— BEGIN —

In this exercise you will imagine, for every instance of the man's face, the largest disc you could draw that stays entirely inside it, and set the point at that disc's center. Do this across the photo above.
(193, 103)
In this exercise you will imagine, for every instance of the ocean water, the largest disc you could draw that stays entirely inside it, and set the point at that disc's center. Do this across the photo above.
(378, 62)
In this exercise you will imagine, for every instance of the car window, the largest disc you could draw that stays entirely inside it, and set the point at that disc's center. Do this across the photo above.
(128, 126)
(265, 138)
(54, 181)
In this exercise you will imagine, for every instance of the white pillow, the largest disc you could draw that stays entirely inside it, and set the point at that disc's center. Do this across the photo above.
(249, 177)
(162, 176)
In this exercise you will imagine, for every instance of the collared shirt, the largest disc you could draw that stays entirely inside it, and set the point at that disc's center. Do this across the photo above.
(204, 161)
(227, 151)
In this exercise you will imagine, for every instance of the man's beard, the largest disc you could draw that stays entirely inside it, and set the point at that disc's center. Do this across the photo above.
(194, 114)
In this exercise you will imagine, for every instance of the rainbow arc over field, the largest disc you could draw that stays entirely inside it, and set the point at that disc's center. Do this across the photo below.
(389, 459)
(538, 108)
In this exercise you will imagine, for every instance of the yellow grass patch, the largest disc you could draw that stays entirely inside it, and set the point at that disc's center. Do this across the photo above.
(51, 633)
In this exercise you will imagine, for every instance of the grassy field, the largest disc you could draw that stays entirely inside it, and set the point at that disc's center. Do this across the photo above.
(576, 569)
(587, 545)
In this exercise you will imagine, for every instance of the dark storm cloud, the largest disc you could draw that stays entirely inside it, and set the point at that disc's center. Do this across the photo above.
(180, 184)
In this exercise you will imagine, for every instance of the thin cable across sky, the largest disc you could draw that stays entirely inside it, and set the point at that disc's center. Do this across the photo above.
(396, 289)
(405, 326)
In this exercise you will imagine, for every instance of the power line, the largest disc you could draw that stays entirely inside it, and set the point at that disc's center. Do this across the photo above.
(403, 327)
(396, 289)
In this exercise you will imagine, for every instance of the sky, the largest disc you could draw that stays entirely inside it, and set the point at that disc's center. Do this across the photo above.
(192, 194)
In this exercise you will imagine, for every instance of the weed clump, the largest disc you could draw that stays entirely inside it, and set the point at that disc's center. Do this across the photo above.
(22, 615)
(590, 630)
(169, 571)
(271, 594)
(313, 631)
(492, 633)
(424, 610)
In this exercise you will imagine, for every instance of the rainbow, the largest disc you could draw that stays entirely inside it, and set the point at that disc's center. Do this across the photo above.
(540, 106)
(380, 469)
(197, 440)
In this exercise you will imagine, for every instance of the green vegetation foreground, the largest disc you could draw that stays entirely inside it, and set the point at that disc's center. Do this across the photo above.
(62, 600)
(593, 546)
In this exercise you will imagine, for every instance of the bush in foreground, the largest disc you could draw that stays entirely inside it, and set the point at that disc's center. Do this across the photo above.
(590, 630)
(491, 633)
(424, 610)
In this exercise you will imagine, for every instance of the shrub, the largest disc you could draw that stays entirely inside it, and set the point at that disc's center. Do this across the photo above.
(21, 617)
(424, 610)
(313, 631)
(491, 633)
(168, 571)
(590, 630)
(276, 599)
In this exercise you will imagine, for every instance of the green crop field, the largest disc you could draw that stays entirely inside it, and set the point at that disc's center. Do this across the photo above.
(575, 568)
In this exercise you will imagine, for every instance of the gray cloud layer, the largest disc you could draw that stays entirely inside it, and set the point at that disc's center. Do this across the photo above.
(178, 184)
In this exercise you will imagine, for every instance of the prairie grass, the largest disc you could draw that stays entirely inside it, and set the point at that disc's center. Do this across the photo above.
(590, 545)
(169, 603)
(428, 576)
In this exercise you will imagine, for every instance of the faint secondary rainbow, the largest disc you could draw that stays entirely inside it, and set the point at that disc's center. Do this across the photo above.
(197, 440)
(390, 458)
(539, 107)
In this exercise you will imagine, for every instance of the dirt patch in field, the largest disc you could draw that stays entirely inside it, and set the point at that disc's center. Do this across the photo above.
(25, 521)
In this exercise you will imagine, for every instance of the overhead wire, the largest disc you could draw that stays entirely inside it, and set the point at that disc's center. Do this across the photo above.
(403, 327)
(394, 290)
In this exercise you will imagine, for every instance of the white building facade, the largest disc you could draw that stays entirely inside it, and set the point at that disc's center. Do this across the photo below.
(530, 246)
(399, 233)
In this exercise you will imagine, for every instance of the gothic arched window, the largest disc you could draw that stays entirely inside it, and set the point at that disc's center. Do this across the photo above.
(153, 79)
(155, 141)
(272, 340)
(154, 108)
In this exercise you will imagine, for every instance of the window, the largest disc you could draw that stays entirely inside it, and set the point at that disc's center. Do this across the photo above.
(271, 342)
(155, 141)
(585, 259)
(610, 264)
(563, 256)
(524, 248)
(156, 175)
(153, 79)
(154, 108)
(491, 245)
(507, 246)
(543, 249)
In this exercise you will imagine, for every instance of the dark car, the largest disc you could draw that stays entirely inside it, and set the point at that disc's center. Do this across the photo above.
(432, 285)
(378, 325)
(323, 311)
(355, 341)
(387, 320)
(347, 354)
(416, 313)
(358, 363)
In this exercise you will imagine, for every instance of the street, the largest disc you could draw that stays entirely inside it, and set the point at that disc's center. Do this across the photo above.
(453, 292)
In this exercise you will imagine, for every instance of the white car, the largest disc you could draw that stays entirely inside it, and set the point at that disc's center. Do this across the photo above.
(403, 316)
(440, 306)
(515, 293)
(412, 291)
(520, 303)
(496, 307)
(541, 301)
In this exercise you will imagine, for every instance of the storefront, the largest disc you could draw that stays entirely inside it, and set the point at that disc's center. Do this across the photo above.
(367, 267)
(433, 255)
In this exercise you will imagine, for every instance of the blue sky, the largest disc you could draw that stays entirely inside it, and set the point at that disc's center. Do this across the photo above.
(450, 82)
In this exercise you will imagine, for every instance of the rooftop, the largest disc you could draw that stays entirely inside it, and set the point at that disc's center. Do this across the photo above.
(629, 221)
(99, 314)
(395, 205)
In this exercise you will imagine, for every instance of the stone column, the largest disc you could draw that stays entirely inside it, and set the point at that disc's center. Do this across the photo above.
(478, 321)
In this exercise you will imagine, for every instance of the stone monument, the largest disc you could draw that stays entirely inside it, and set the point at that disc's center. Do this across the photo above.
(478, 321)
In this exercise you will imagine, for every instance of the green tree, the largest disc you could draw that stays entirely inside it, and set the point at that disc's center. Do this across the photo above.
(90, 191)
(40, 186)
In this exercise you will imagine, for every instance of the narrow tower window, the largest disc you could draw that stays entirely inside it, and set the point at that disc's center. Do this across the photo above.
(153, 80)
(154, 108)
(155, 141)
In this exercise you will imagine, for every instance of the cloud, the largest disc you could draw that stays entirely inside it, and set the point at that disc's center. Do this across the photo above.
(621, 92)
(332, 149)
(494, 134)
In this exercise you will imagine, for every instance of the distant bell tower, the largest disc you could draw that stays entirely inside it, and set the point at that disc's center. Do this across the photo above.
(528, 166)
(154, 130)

— END —

Aim of the exercise
Please repeat the listing above in full and exactly.

Complete output
In this exercise you will imagine, for every instance of the man's face, the largest disc you could draw that stays entirely inside it, and set the point at that disc's center. Do this across the photo above.
(193, 103)
In this exercise you will imagine, for every instance of the ocean water, the largest disc you could draw that stays entirely inside it, and set the point at that disc's center. Do this across the photo above.
(378, 62)
In this exercise you will imagine, for every instance of the car window, the largest disc you could draw that stays entirely inside it, and set the point at that disc's center. Do this across the photo above.
(128, 126)
(265, 138)
(54, 181)
In this exercise you will imagine, for every instance of the white pillow, the largest disc you could draw that stays entirely inside it, and set the point at that disc's center. Do this across the photo above.
(249, 177)
(162, 176)
In this exercise you will imagine, for every instance of the collared shirt, the largest disc you could draw that stays entirely inside it, and set the point at that disc's center. Do this across the photo above.
(204, 161)
(227, 151)
In this exercise you will imagine, for every instance of the man's beard, the largest disc you could draw that stays entirely inside it, and set the point at that disc's center. Do this across the photo above.
(194, 114)
In this exercise you will imagine, for every instance of the rainbow arc over field, the largest disc you could draw that stays entirely inside it, and set the point at that disc's center. Do this across the photo below.
(389, 459)
(538, 108)
In this exercise you will imagine, for every instance of the yellow grass patch, the largest disc you could draw that stays entirely inside it, and set the point at that disc's center. Do this across the photo above.
(51, 633)
In this exercise you will imagine, for every instance of the grassy field, the largest disc you could draw that stays entirely inside it, and set the point at that disc's center. Do this across the photo above.
(576, 569)
(587, 545)
In this exercise you will imagine, for every instance of the dark storm cloud, the largest disc you could draw that stays entirely inside it, and set the point at that disc's center. Do this across the photo above.
(180, 184)
In this exercise you will imagine, for every instance of the thin cable across sky, the largest disc you could draw that stays entirely inside it, and set the point at that disc's center. Do this across the photo above.
(396, 289)
(405, 326)
In this exercise you will imagine, for every instance of the power line, the largest disc you could draw that stays entirely inside it, and set the point at that disc's center. Do this across the photo above.
(403, 327)
(396, 289)
In this exercise you will imagine, for every instance of the sky, the largest disc you could draw that stays entirely inside it, and set the point at that disc's center. Do this across the photo above.
(192, 194)
In this exercise you will imagine, for every instance of the weed clump, the largest disc you could draw that stays entirely inside it, and set the point at that disc's center. Do this across the photo above.
(22, 615)
(590, 630)
(169, 571)
(271, 594)
(313, 631)
(492, 633)
(424, 610)
In this exercise you will imagine, for every instance of the rainbow, the largest disc you could draw that stays entirely inside it, and set the point at that disc's center. Do this across the photo above.
(540, 106)
(380, 469)
(197, 440)
In this exercise you will imagine, for every instance of the green vegetation foreground, the largest disc you could draw that stays entirely inside it, and set the point at that disc's center. Do this across the photo above.
(62, 600)
(593, 546)
In this exercise you will imagine, for every instance of the bush in foreground, the largest disc you could draw that stays entirely inside it, and set the point at that disc's center. Do this across the photo above.
(590, 630)
(491, 633)
(424, 610)
In this exercise you will imagine, for every instance of the shrub, the largest disc you could draw that stays entirely inside it, and set the point at that disc's center. Do this across the photo above.
(21, 617)
(424, 610)
(313, 631)
(491, 633)
(168, 571)
(590, 630)
(276, 599)
In this exercise you will imagine, for every instance of the green crop field, the largest disc you could draw that stays entirely inside it, and set the point at that disc's center. Do this across the photo above.
(575, 568)
In this exercise you will imagine, for every instance of the gray cloud layer, the largest disc you could draw that stays entirely inside it, and set the point at that disc's center. Do this across the photo above.
(178, 184)
In this exercise you will imagine, for every instance of the prairie grass, the largest disc you could draw that stays entirely inside it, and set the point at that disc's center. Do this across the photo above.
(590, 545)
(169, 603)
(428, 576)
In this exercise you will imagine, for every instance of the faint secondary rainbow, the largest disc you could draw that stays entirely inside it, and set the point at that disc's center. Do this across the photo above.
(197, 440)
(390, 458)
(539, 107)
In this exercise you will imagine, for every instance of the dirt patch in field, the largest disc you could draw that stays entirely inside it, and set the point at that disc's center. Do this across the photo above.
(25, 521)
In this exercise you will imagine, for every instance of the overhead wire, the largest disc you could draw that stays entirely inside it, and set the point at that disc's center. Do this across the photo above.
(403, 327)
(394, 290)
In this exercise you will imagine, for every instance of the white building facade, the largest disc you could draw that stays entirely inside it, and set the point at that disc's center. Do this across the photo below.
(530, 246)
(399, 233)
In this exercise you will imagine, for every instance of the gothic arched window, the largest disc you could draw that stays entirely inside it, and set the point at that disc's center. Do this across the photo above.
(153, 79)
(155, 141)
(272, 340)
(154, 108)
In this exercise you will imagine, for every instance of the window, the largest disc you could draw that stays entirely inside it, and set the point at that disc's center. Do this across the photo above.
(271, 342)
(155, 141)
(585, 259)
(610, 264)
(563, 256)
(524, 248)
(156, 175)
(153, 79)
(154, 108)
(491, 245)
(507, 246)
(543, 249)
In this exercise you will imagine, for every instance of the dark car, the largest disc you could draw that stays entirely inside it, and set the point at that disc's center. Do this across the photo above.
(432, 285)
(378, 325)
(323, 311)
(355, 341)
(387, 320)
(347, 354)
(416, 313)
(358, 363)
In this exercise you will imagine, for every instance of the street, the largest disc you could draw that stays entirely inside it, and set the point at that disc's center. Do this across the photo above.
(453, 292)
In this exercise you will imagine, for every instance of the white car, the largest disc you could draw that stays entirely inside it, and set the point at that disc's center. Do this across the photo above.
(403, 316)
(440, 306)
(515, 293)
(412, 291)
(520, 303)
(496, 307)
(541, 301)
In this exercise you will imagine, for every instance of the storefront, the largest disc you could draw that stays entirely inside it, and set the point at that disc's center. Do this across the photo above.
(367, 267)
(433, 255)
In this exercise you will imagine, for every instance of the blue sky, the largest disc you could draw that stays entirely inside it, and set the point at that disc's center. Do this across the photo above.
(450, 82)
In this exercise you will imagine, for every instance of the rooftop, the largest disc you could draw that stays entirely inside it, and set the point at that disc's center. Do this across the photo above.
(629, 221)
(99, 314)
(395, 205)
In this exercise you will imagine, for every instance of the stone column, the largest disc you could draw that stays entirely inside it, and set the point at that disc's center. Do this across the photo above.
(478, 321)
In this exercise you will imagine, for every instance of the stone monument, the largest disc you could draw that stays entirely inside it, and set the point at that disc's center. Do this across the photo above.
(478, 321)
In this exercise you will imagine, for every instance of the green tree, the largest disc you could draw that stays entirely inside it, and set the point at that disc's center. Do this across the photo above.
(90, 191)
(40, 186)
In this exercise you will imagine, for every instance of the narrow tower window, the largest disc you could draw that stays entirely inside it, and set the point at that disc's center. Do this across the photo above.
(153, 80)
(154, 108)
(155, 141)
In this exercise you will imagine, for every instance of the cloud, the largest disc you could draw that stays entirely inside it, and set the point at that disc's center. Do this across the photo above.
(621, 92)
(332, 149)
(494, 134)
In this exercise you will imagine, for every instance of the distant bell tower, the largest disc you could draw that stays entirely inside it, and set the point at that disc's center. Do this across the photo above.
(528, 166)
(154, 130)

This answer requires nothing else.